_ACTIVITY_: Give again, character for character, the lines that lie between the first line of the material and the line with "Reviewer check: every instance of the blue", inclusive. Omit pictures.

_INFORMATION SHOWN_:
-- Opening Marker --
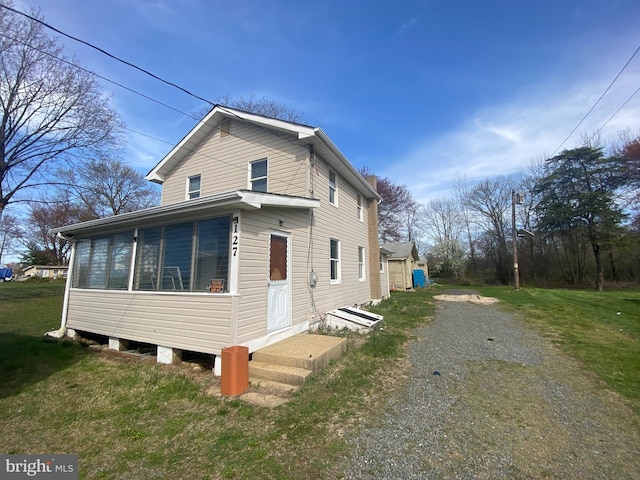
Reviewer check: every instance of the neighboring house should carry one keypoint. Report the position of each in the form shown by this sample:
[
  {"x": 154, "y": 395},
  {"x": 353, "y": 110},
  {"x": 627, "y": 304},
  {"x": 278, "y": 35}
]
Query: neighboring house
[
  {"x": 402, "y": 262},
  {"x": 46, "y": 271},
  {"x": 264, "y": 227},
  {"x": 422, "y": 264}
]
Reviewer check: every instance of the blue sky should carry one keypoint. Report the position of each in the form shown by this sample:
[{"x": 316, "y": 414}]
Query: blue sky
[{"x": 417, "y": 91}]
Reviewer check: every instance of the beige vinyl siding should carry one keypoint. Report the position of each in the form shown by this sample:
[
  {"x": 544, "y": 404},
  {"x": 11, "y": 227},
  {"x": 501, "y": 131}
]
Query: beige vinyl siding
[
  {"x": 192, "y": 322},
  {"x": 223, "y": 164},
  {"x": 254, "y": 267},
  {"x": 340, "y": 223}
]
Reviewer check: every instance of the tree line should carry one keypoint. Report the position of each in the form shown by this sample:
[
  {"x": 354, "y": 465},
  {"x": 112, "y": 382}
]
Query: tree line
[{"x": 577, "y": 222}]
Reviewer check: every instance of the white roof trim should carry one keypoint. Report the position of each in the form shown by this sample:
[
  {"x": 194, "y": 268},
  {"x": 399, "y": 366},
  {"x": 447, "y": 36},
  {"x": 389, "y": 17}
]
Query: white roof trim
[
  {"x": 242, "y": 199},
  {"x": 304, "y": 133}
]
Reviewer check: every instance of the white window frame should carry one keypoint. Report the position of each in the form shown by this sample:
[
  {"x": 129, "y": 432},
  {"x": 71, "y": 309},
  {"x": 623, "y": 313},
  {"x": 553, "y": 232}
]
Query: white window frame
[
  {"x": 265, "y": 177},
  {"x": 191, "y": 194},
  {"x": 335, "y": 261},
  {"x": 333, "y": 188}
]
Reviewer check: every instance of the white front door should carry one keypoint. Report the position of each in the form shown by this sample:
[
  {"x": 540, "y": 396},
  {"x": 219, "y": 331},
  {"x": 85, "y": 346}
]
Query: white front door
[{"x": 279, "y": 296}]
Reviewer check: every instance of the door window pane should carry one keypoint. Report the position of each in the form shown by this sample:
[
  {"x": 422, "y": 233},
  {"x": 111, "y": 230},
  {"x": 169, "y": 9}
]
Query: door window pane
[{"x": 278, "y": 258}]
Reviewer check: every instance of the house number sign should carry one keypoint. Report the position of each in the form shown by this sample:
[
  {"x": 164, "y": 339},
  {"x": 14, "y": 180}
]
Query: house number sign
[{"x": 235, "y": 240}]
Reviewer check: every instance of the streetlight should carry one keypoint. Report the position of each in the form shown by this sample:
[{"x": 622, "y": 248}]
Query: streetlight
[{"x": 516, "y": 198}]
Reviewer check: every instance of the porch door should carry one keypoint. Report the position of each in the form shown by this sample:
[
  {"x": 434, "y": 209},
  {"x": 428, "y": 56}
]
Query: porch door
[{"x": 279, "y": 295}]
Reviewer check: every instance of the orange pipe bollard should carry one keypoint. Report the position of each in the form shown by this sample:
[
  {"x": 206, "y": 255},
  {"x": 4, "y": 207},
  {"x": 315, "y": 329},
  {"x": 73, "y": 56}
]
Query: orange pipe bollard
[{"x": 234, "y": 379}]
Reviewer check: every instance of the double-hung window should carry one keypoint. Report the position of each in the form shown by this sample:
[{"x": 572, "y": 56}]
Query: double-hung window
[
  {"x": 258, "y": 175},
  {"x": 193, "y": 187},
  {"x": 333, "y": 188},
  {"x": 335, "y": 260},
  {"x": 187, "y": 257}
]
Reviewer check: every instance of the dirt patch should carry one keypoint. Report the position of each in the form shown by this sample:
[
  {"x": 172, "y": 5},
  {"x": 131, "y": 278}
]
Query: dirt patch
[{"x": 473, "y": 298}]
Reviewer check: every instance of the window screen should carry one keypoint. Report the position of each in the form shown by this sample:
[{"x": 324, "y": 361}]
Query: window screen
[{"x": 259, "y": 175}]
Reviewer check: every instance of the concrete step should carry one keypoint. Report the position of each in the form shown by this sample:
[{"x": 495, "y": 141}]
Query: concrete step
[
  {"x": 277, "y": 373},
  {"x": 305, "y": 351}
]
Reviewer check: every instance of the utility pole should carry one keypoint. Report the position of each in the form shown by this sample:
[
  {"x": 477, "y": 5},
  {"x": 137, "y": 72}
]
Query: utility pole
[{"x": 516, "y": 198}]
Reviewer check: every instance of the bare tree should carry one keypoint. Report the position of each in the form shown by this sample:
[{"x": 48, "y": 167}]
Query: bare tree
[
  {"x": 445, "y": 226},
  {"x": 109, "y": 187},
  {"x": 462, "y": 192},
  {"x": 491, "y": 201},
  {"x": 9, "y": 234},
  {"x": 263, "y": 106},
  {"x": 50, "y": 110},
  {"x": 42, "y": 218}
]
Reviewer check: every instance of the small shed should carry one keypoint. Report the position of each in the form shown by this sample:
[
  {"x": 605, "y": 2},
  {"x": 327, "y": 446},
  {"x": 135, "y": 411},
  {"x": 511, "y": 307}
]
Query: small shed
[{"x": 402, "y": 262}]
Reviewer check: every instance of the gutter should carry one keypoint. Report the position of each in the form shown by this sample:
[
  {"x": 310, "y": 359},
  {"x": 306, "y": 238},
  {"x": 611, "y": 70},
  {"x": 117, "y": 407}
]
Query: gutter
[{"x": 62, "y": 331}]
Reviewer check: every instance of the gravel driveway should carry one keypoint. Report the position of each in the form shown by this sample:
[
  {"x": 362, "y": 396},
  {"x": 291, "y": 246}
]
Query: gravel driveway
[{"x": 487, "y": 398}]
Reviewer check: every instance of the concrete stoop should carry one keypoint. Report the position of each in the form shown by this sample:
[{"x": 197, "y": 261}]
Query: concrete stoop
[{"x": 292, "y": 360}]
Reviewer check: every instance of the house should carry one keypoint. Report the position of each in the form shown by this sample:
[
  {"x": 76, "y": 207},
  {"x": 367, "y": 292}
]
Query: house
[
  {"x": 46, "y": 271},
  {"x": 264, "y": 227},
  {"x": 402, "y": 262}
]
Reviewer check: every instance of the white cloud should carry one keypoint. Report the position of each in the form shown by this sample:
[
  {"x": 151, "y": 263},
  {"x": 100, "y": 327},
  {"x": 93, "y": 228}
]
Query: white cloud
[{"x": 507, "y": 138}]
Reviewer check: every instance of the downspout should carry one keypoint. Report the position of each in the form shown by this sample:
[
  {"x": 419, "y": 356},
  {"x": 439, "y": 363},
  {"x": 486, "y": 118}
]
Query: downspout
[{"x": 61, "y": 332}]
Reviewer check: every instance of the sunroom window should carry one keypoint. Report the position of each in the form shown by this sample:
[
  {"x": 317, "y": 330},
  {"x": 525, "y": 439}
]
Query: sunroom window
[
  {"x": 103, "y": 262},
  {"x": 166, "y": 255}
]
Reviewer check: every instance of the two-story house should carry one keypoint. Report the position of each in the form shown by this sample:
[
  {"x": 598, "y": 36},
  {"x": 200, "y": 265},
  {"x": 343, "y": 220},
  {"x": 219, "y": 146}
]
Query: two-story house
[{"x": 264, "y": 226}]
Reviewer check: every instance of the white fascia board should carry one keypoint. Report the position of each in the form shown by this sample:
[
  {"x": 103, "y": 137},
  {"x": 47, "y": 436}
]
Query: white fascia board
[
  {"x": 133, "y": 218},
  {"x": 242, "y": 199},
  {"x": 343, "y": 160},
  {"x": 273, "y": 200}
]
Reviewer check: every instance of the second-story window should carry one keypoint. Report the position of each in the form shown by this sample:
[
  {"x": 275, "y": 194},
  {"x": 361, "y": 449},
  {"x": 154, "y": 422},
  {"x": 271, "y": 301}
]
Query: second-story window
[
  {"x": 333, "y": 188},
  {"x": 335, "y": 260},
  {"x": 258, "y": 175},
  {"x": 193, "y": 187}
]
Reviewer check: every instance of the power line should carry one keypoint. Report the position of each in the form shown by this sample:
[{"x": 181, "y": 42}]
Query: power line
[
  {"x": 192, "y": 151},
  {"x": 620, "y": 108},
  {"x": 45, "y": 24},
  {"x": 71, "y": 64},
  {"x": 597, "y": 101}
]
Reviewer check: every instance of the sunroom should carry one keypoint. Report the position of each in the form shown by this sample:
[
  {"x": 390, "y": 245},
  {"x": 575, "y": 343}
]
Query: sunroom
[{"x": 167, "y": 276}]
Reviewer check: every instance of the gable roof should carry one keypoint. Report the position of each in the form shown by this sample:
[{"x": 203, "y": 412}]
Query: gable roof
[
  {"x": 307, "y": 135},
  {"x": 401, "y": 250}
]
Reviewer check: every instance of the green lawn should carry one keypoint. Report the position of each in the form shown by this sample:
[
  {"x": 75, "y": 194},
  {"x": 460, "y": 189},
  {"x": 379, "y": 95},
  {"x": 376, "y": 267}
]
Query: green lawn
[
  {"x": 600, "y": 329},
  {"x": 135, "y": 419}
]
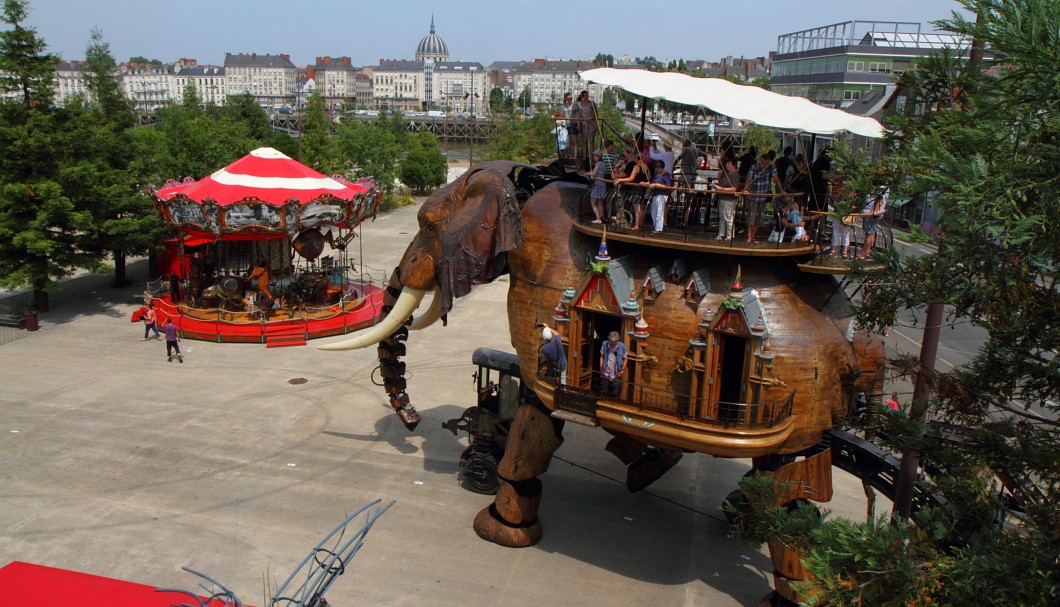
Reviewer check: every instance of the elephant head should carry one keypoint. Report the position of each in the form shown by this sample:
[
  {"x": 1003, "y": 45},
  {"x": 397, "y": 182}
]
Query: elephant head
[{"x": 465, "y": 231}]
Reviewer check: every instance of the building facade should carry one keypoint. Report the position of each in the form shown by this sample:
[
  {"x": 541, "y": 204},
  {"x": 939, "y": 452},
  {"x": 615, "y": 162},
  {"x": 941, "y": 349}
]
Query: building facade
[
  {"x": 271, "y": 79},
  {"x": 836, "y": 65},
  {"x": 149, "y": 86},
  {"x": 208, "y": 82},
  {"x": 336, "y": 79}
]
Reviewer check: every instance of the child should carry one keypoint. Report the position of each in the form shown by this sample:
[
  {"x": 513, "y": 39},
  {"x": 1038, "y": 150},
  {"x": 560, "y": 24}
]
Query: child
[
  {"x": 659, "y": 199},
  {"x": 795, "y": 220}
]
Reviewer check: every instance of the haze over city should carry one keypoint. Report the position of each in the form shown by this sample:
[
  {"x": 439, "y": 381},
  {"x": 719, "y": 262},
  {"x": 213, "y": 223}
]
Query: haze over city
[{"x": 474, "y": 30}]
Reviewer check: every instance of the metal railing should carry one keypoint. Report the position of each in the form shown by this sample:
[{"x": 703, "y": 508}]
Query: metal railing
[
  {"x": 692, "y": 214},
  {"x": 682, "y": 407}
]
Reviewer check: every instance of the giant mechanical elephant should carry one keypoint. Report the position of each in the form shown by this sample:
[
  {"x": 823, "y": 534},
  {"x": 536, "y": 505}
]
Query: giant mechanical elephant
[{"x": 793, "y": 360}]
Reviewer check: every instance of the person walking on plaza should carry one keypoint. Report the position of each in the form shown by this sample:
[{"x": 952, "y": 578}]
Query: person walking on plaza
[
  {"x": 171, "y": 340},
  {"x": 151, "y": 322}
]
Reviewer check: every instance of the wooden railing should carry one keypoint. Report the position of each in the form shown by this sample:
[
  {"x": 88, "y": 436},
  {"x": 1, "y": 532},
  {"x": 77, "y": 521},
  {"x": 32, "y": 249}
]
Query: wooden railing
[{"x": 683, "y": 407}]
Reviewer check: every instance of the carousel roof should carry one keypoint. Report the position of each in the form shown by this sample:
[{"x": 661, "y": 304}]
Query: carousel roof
[{"x": 265, "y": 175}]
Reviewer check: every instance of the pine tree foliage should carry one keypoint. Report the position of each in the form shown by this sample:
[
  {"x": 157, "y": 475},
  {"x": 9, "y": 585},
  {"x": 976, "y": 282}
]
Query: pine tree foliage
[
  {"x": 25, "y": 68},
  {"x": 985, "y": 149}
]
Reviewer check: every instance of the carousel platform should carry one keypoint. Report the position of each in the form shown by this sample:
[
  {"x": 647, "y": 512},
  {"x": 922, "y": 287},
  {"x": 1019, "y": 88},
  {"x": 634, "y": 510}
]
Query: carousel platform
[{"x": 360, "y": 306}]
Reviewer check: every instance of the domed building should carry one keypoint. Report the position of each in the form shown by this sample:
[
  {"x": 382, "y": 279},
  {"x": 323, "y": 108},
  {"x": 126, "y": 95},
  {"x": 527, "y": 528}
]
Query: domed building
[
  {"x": 430, "y": 82},
  {"x": 433, "y": 47}
]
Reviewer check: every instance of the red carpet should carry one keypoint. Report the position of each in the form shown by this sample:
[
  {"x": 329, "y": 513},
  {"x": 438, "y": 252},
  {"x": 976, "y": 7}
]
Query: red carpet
[{"x": 29, "y": 585}]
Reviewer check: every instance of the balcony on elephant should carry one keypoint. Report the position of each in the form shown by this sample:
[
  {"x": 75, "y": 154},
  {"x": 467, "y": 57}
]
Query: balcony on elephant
[
  {"x": 682, "y": 422},
  {"x": 689, "y": 219}
]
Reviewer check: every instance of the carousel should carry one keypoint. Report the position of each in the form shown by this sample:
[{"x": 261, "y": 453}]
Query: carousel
[{"x": 263, "y": 253}]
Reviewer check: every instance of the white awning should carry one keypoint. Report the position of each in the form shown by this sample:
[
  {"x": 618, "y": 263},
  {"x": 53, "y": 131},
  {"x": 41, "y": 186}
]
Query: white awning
[{"x": 740, "y": 102}]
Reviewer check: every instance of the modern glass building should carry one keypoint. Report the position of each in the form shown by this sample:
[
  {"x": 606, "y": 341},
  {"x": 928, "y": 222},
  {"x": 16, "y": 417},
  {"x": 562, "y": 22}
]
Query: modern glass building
[{"x": 836, "y": 65}]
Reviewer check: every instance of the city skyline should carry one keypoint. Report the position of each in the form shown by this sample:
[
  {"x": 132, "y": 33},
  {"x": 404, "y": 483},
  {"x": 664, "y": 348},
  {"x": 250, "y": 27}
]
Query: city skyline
[{"x": 476, "y": 32}]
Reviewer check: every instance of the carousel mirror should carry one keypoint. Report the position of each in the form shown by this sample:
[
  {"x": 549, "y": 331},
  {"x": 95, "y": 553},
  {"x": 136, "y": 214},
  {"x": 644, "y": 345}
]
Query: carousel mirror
[
  {"x": 237, "y": 216},
  {"x": 316, "y": 213}
]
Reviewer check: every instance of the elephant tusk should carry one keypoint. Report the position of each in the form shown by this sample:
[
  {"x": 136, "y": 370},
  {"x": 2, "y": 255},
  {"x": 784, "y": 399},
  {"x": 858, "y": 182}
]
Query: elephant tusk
[
  {"x": 406, "y": 304},
  {"x": 430, "y": 317}
]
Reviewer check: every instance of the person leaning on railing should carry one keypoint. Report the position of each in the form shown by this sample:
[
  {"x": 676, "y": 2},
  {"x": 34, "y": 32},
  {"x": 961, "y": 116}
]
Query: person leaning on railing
[
  {"x": 635, "y": 172},
  {"x": 599, "y": 175},
  {"x": 728, "y": 180}
]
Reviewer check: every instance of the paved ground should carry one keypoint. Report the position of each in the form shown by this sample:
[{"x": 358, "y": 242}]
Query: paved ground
[{"x": 117, "y": 463}]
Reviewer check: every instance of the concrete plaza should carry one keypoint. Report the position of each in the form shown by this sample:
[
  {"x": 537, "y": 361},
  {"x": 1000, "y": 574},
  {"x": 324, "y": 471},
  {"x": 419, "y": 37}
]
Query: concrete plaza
[{"x": 117, "y": 463}]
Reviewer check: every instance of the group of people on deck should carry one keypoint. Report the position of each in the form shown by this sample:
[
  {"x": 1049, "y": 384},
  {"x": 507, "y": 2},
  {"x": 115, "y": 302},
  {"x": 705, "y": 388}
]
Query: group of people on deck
[{"x": 576, "y": 123}]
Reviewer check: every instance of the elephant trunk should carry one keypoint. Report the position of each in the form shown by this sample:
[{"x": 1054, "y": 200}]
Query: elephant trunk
[
  {"x": 430, "y": 317},
  {"x": 399, "y": 302},
  {"x": 400, "y": 311}
]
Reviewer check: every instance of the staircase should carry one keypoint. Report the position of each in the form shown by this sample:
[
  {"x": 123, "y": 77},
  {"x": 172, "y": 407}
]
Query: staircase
[{"x": 283, "y": 335}]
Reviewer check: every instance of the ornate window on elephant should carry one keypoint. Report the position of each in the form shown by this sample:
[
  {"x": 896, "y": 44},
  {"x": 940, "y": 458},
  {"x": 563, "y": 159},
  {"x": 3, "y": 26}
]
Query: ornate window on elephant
[
  {"x": 653, "y": 285},
  {"x": 732, "y": 363}
]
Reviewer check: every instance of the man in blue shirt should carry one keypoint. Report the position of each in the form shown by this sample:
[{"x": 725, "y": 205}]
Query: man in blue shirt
[
  {"x": 552, "y": 352},
  {"x": 612, "y": 364}
]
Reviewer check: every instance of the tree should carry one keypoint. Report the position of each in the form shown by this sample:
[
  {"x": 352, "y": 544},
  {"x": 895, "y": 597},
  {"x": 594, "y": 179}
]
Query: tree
[
  {"x": 98, "y": 174},
  {"x": 986, "y": 149},
  {"x": 424, "y": 166},
  {"x": 25, "y": 68},
  {"x": 497, "y": 102},
  {"x": 39, "y": 226},
  {"x": 372, "y": 150}
]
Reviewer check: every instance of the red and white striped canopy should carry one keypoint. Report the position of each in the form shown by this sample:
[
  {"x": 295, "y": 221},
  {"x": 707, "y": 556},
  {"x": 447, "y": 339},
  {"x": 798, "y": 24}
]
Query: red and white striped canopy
[{"x": 265, "y": 175}]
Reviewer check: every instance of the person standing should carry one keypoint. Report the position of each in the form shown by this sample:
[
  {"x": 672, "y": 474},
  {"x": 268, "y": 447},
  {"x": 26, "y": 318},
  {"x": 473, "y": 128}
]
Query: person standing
[
  {"x": 784, "y": 165},
  {"x": 875, "y": 206},
  {"x": 667, "y": 157},
  {"x": 660, "y": 178},
  {"x": 688, "y": 161},
  {"x": 728, "y": 182},
  {"x": 553, "y": 355},
  {"x": 587, "y": 115},
  {"x": 172, "y": 337},
  {"x": 758, "y": 184},
  {"x": 612, "y": 364},
  {"x": 599, "y": 185},
  {"x": 151, "y": 322}
]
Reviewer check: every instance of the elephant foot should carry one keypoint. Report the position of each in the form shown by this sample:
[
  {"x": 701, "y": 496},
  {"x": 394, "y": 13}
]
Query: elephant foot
[
  {"x": 649, "y": 468},
  {"x": 490, "y": 527},
  {"x": 408, "y": 415}
]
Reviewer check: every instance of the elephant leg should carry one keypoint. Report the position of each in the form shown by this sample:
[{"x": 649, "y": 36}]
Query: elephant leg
[
  {"x": 389, "y": 352},
  {"x": 512, "y": 519},
  {"x": 806, "y": 479},
  {"x": 643, "y": 464}
]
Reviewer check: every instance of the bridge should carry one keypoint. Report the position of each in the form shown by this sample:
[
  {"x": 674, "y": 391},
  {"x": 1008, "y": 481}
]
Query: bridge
[{"x": 446, "y": 128}]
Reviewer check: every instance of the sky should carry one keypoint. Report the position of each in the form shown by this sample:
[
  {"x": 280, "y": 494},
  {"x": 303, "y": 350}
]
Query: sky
[{"x": 482, "y": 31}]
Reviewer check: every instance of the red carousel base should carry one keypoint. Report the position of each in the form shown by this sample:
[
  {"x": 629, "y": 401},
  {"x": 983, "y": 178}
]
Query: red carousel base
[
  {"x": 360, "y": 307},
  {"x": 29, "y": 584}
]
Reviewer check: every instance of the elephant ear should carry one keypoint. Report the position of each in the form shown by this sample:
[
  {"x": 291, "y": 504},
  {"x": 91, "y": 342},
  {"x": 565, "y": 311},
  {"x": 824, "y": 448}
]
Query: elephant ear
[{"x": 484, "y": 222}]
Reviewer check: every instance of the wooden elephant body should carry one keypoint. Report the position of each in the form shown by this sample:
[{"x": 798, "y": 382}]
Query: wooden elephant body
[{"x": 730, "y": 355}]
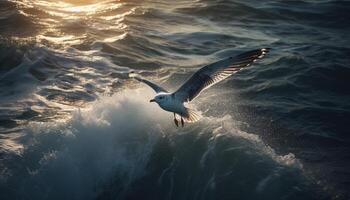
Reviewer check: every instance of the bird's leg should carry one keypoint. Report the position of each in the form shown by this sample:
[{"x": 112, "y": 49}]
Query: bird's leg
[{"x": 175, "y": 120}]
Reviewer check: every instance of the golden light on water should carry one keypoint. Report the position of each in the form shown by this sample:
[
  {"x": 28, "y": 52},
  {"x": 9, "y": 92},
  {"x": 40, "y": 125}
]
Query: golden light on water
[{"x": 69, "y": 23}]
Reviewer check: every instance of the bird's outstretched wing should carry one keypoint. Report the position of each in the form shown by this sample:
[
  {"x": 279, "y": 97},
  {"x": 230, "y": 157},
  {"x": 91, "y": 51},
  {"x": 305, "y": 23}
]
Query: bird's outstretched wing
[
  {"x": 216, "y": 72},
  {"x": 154, "y": 86}
]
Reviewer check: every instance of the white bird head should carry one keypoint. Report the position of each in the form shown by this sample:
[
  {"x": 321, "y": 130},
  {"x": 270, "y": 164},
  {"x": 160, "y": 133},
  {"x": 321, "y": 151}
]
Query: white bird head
[{"x": 160, "y": 98}]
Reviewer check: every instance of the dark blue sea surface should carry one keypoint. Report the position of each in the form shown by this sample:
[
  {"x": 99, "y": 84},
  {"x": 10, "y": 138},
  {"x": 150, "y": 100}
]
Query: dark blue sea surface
[{"x": 74, "y": 125}]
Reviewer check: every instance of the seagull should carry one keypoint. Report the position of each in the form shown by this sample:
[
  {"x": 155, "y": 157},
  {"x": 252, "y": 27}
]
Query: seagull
[{"x": 204, "y": 78}]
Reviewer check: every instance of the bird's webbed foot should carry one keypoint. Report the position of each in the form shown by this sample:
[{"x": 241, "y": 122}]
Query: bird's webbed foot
[{"x": 175, "y": 121}]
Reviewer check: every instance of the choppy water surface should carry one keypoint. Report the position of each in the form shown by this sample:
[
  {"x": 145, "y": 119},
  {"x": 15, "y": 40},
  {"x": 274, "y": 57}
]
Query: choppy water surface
[{"x": 74, "y": 126}]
-- Closing Marker --
_EXPECTED ANSWER_:
Reviewer check: every instance of the neighboring house should carry one keypoint. Report the position of each in the form shown by this sample:
[
  {"x": 154, "y": 395},
  {"x": 353, "y": 110},
  {"x": 627, "y": 304},
  {"x": 278, "y": 35}
]
Query: neighboring house
[
  {"x": 402, "y": 262},
  {"x": 46, "y": 271},
  {"x": 264, "y": 227},
  {"x": 422, "y": 264}
]
Reviewer check: every instance of the blue sky should carry one keypoint. Report the position of each in the form shown by this sample:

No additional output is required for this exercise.